** begin READING TEXT **
For several years now there is a place in our home that has become a dumping ground of sorts. The place where the junk mail gets tossed, the newspaper gets unfolded, the craft projects sit in limbo, where school papers wait for parental examination, and bills get stacked. This place also happens to be our dining room table. Now before you judge me and assume we eat out for every meal or that we eat facing the television instead of each other, in my defense… we have a 10 foot long table and only 3-4 people who eat together at any normal meal. The table was custom made for me by my dad to fill my dining room space and to accommodate my past occupation. The table is handcrafted from the recycled hardwood floors when we renovated our home and easily seated the 10 children in my home daycare.
The problem with this situation is I repeatedly “promised” my dear husband over the last 20 years that I would never have a cluttered table! Needless to say, the dear husband has taken great delight in reminding me of my failed promise whenever the clutter begins to grow past the ends of the table and take over our favorite eating spots! In my childhood home, the kitchen table was an ever ready space for a planned meal, an afternoon snack, or a spontaneous game of cards. We never had to “clear the table” until after the meal was finished and I held that fact in high esteem and carried that goal with me as a young wife. However, since I began working at church and our daily eaters have turned from 10 to 4, the table has become a natural catch-all.
** end READING TEXT **
## GIVEN REQUEST 1
According to the dining table text, what was the table made from?
## GIVEN REQUEST 2
Duplicate the records below line for line, leaving out the pictures.
** begin DATA SUPPLIED **
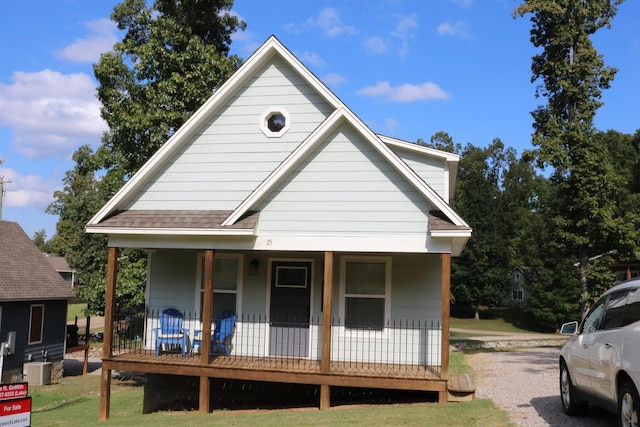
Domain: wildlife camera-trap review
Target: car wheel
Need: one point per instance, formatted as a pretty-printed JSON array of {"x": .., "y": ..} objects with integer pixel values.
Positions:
[
  {"x": 628, "y": 404},
  {"x": 570, "y": 404}
]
** end DATA SUPPLIED **
## ANSWER 1
Recycled hardwood floors from when the family renovated their home.

## ANSWER 2
Domain: wildlife camera-trap review
Target: car wheel
Need: one point per instance, formatted as a pretty-printed JSON array of {"x": .., "y": ..} objects with integer pixel values.
Positions:
[
  {"x": 628, "y": 404},
  {"x": 570, "y": 404}
]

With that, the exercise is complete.